DATASET RECORDS:
= = = = =

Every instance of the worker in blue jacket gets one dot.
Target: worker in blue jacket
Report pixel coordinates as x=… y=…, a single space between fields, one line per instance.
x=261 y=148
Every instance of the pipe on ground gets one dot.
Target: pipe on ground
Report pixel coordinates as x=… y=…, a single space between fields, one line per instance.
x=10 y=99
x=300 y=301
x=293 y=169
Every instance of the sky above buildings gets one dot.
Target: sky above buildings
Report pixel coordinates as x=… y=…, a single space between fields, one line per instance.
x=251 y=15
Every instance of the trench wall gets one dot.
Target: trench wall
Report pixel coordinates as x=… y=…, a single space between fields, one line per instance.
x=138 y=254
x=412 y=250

= = = = =

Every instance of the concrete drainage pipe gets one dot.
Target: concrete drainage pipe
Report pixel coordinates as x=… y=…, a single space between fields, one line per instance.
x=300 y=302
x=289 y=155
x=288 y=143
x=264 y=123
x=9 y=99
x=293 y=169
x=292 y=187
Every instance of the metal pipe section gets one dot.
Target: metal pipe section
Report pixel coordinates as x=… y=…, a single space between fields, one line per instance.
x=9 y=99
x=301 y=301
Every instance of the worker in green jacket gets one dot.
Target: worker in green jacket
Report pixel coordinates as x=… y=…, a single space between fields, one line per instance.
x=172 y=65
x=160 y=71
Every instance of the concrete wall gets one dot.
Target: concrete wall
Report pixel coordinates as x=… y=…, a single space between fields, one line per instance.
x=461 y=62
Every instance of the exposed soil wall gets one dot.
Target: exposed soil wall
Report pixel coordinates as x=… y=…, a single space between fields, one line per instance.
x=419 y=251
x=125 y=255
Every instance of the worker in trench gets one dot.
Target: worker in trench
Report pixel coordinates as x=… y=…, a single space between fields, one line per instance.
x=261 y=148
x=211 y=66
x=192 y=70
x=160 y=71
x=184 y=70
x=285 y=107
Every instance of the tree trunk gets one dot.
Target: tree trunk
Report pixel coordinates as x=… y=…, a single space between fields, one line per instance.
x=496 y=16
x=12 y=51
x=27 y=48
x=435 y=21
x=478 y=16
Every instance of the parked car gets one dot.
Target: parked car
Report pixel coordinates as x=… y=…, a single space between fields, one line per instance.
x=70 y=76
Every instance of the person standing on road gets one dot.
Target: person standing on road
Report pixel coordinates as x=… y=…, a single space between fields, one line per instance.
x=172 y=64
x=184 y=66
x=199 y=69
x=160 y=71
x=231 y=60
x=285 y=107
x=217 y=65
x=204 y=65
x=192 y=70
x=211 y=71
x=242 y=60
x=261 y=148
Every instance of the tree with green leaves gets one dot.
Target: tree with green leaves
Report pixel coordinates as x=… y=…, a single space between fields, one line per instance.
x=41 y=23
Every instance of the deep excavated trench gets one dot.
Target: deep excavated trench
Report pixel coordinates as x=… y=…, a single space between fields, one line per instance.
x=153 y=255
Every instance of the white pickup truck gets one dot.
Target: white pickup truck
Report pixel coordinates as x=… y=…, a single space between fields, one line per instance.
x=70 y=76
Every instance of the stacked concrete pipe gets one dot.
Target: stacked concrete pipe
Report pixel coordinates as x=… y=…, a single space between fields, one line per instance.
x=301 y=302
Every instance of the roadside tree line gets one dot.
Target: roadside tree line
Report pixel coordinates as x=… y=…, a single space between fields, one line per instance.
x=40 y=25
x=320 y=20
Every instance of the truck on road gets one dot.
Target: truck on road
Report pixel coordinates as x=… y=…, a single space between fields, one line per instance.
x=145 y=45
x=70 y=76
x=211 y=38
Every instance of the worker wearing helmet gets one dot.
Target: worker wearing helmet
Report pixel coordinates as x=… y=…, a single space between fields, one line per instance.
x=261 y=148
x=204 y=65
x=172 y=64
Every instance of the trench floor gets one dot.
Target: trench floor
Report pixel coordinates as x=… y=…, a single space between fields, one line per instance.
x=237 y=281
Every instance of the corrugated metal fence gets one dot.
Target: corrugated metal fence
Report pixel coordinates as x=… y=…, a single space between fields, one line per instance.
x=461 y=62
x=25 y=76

= = = = =

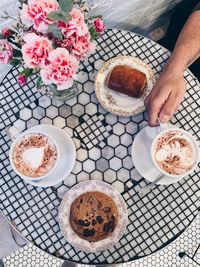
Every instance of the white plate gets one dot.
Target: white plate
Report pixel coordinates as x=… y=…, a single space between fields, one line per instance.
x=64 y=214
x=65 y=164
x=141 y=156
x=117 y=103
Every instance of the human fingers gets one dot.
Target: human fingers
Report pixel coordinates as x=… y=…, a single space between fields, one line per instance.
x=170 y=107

= = = = =

Give the exact lines, and only those, from the line containing "Every instance of the tree trunk" through the line containing "Target: white pickup truck" in the entries above.

PROBLEM SOLUTION:
Every instance of the tree trunk gets one dot.
Target: tree trunk
Report pixel coordinates as x=… y=…, a single space between fields, one line per instance.
x=496 y=16
x=12 y=51
x=27 y=48
x=435 y=21
x=478 y=16
Every instance of the parked car gets one dot.
Target: parked car
Report pixel coordinates as x=… y=…, a single space between fields, one line per instance.
x=70 y=76
Every instance of the person standing on road gets one dot.
Target: person standing on road
Report pixel coordinates as x=… y=…, a single space between fields, one line per instance.
x=172 y=64
x=184 y=66
x=199 y=69
x=160 y=71
x=231 y=60
x=285 y=107
x=217 y=65
x=204 y=65
x=192 y=70
x=211 y=71
x=242 y=60
x=261 y=148
Every instance of the tree with green leaves gets one dot.
Target: tree with green leaves
Report pixel coordinates as x=… y=…, a single space between fields, one line per instance.
x=41 y=23
Every instance of the deep excavated trench gets one dot.
Target: deep excavated trench
Report pixel coordinates as x=… y=…, a single space between fields, one line per instance.
x=153 y=255
Every instance of the white pickup truck gets one dot.
Target: white pickup truck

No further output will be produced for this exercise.